● Задание 1
Ответьте по отрывку об Окуневской на вопросы:
(a) Кто, сияя, жарко обсуждал что-то свое?
(b) Что народный избранник наверняка читал в дни шахтерской юности?
(c) Какими названы московские рассветы?
● Задание 2
Соответствуют ли отрывку об Окуневской эти утверждения? Ответьте «да» или «нет» и приведите решающие слова из отрывка.
(a) Пастернак и Незвал не замечали мужа Окуневской.
(b) Депутат радушно пригласил «ходоков» пройти в квартиру.
(c) Отвращение увело ее разделить муки угнетенной страны.
● Задание 3
Продолжите отрывок об Окуневской, начав сразу после его последнего предложения.

═════ Фрагмент текста ═════

Жесткими штрихами рисует Окуневская быт номенклатуры. Вот на ковры квартиры супруга-депутата робко ступили «ходоки» из провинции — и народный избранник, в дни шахтерской юности наверняка со спазмами в горле читавший «Размышления у парадного подъезда», шипит скользкому секретарю-стукачу: «… могли бы
и на лестнице подождать». Вот Окуневская сгорает от стыда,
когда, сияя, жарко обсуждают что-то свое Пастернак и Незвал — не замечая ее мужа, литературного вельможу, вместе с которым она напросилась в гости к «небожителю». Вот атмосфера
послевоенного быта «сталинских» лауреатов — с шабашами правительственных приемов, беспробудным пьянством, бездарным развратом средь груды награбленного на «освобожденно-оккупированных территориях»…

Стыд, пакость и тоска — холодные московские рассветы
над грязно-серыми подтаивающими сугробами, багровые складки на загривке нетвердо шагающего, пьяно бубнящего что-то мужа, истерика при виде молодой нищенки с детьми… Отвращение чистоплотной женщины к миру ворованных вещей, респектабельных предателей, дармовой обжираловки среди голода — закономерно увело ее разделить муки угнетенной страны.

═════ Исходные данные ═════

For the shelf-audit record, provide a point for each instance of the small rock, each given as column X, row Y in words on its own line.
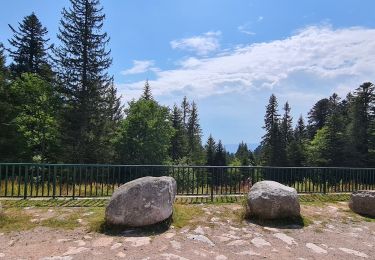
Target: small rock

═════

● Ответ 1
(a) Пастернак и Незвал.
(b) «Размышления у парадного подъезда».
(c) Холодными, над грязно-серыми подтаивающими сугробами.

● Ответ 2
(a) Да: «не замечая ее мужа, литературного вельможу».
(b) Нет: «могли бы и на лестнице подождать».
(c) Да: «закономерно увело ее разделить муки угнетенной страны».

● Ответ 3
В «Принципиальном и жалостливом взгляде», едва ли не лучшем «женском» фильме нашего нынешнего кино, пусть и поставленном мужчиной, явлены сострадание к женщине и способность ее понять… «Мужской» мир изображен здесь даже уничижительнее, чем в книге Окуневской, где было место и возвышенным романам, и идеальным возлюбленным. Здесь же — сплошь потасканные, засаленные ничтожества с неверными бегающими глазками, с одинаковыми остротами, комплиментами и подарками; пигмеи, разом
напялившие, как униформу, мятые шляпчонки и вытертые кургузые пальто, — этакий пародийный парафраз стандартных котелков
и долгополых, застегнутых на все пуговицы одеяний невозмутимых мужчин Магритта.

Тема «отцов и детей», столь важная для кинематографа разлома эпох, в «Принципиальном и жалостливом взгляде» обретает
не социальное, а метафизическое звучание: дочь и мать — и терзают друг друга, и казнятся этим, и не могут ничего изменить,
ибо в равнодушном и холодном мире никого ближе и роднее друг друга у них попросту нет.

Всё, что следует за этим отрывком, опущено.